▸ **TRECHO DO TEXTO**:
────
Discurso de Alejandro Aravena no Prêmio Pritzker 2016

Cortesia de ©The Hyatt Foundation / The Pritzker Architecture Prize

O ArchDaily Brasil tem o prazer de compartilhar, com a permissão da Hyatt Foundation e do Prêmio Pritzker de Arquitetura, a transcrição do discurso de aceite de Alejandro Aravena, realizado no dia 4 de abril durante a cerimônia do Prêmio Pritzker 2016, que ocorreu na Sede das Nações Unidas em Nova Iorque.

Não posso começar esta noite sem uma menção a Zaha. Quando recebemos a notícia semana passada, simplesmente não podíamos acreditar. Ou talvez não quiséssemos acreditar. Como Rafael Iglesia, um arquiteto argentino que também faleceu cedo demais de ataque cardíaco ano passado, disse uma vez, "é sempre muito triste quando uma pessoa que ainda tem muito a oferecer morre prematuramente." Daqui, exprimimos nossas condolências aos seus parentes, amigos e colegas.

Zaha recebeu o Prêmio em 2004, reconhecendo o fato de que sua obra foi uma grande contribuição à arquitetura. Sua obra, assim como a de outros laureados, muitos dos quais presentes nesta sala hoje, é celebrada por este Prêmio como o nível mais alto que a arquitetura foi capaz de chegar. As somas de seus trabalhos compõem um incrível corpo de conhecimento com o qual eu, enquanto estudante, apenas sonhava -- e não estou dizendo que sonhava em produzir -- apenas sonhava, de um Chile distante, em experienciar em pessoa, e não apenas através de imagens em poucas revistas que chegavam àquele canto do mundo. Naquele tempo, estudávamos arquitetura no Chile olhando imagens e fotografias. Vencedores do Prêmio Pritzer, para nós em meados dos anos 1980, não eram arquitetos; eram mitos. É por isso que não esperava por este Prêmio, nem por um segundo.
────
▸ **DADOS REGISTRADOS**:
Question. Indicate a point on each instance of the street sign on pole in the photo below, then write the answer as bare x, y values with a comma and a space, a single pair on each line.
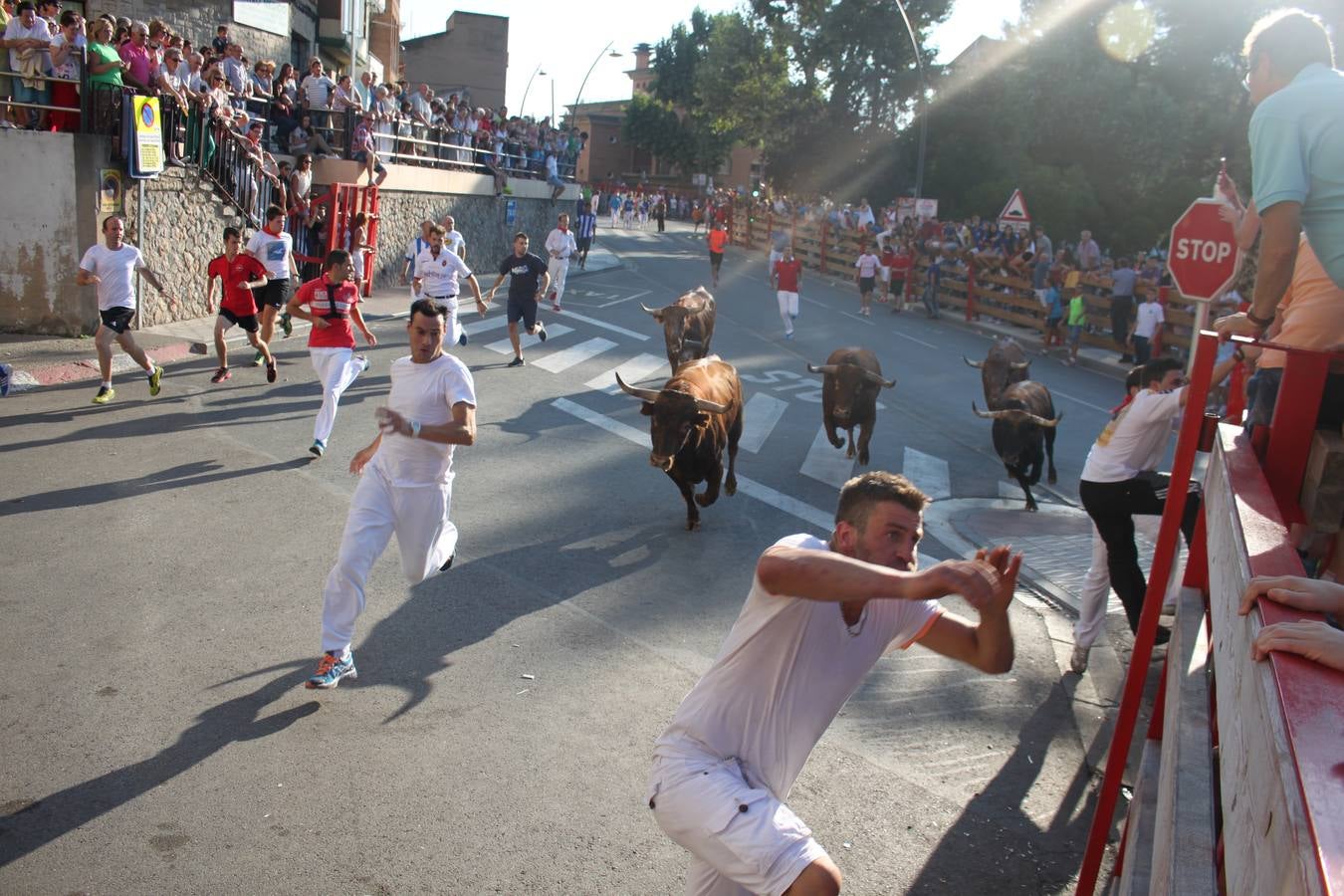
────
▸ **INSTRUÇÕES E REQUISITOS**:
Segundo o discurso de Alejandro Aravena no Prêmio Pritzker 2016, por que ele não esperava receber o prêmio? Responda em uma a três frases. O material vem de outra fonte.

▸ **RESPOSTA DO EXERCÍCIO**:
Em meados dos anos 1980, quando se estudava arquitetura no Chile olhando imagens e fotografias, os vencedores do Prêmio Pritzker não eram vistos como arquitetos, mas como mitos. Por isso Aravena não esperava o prêmio nem por um segundo.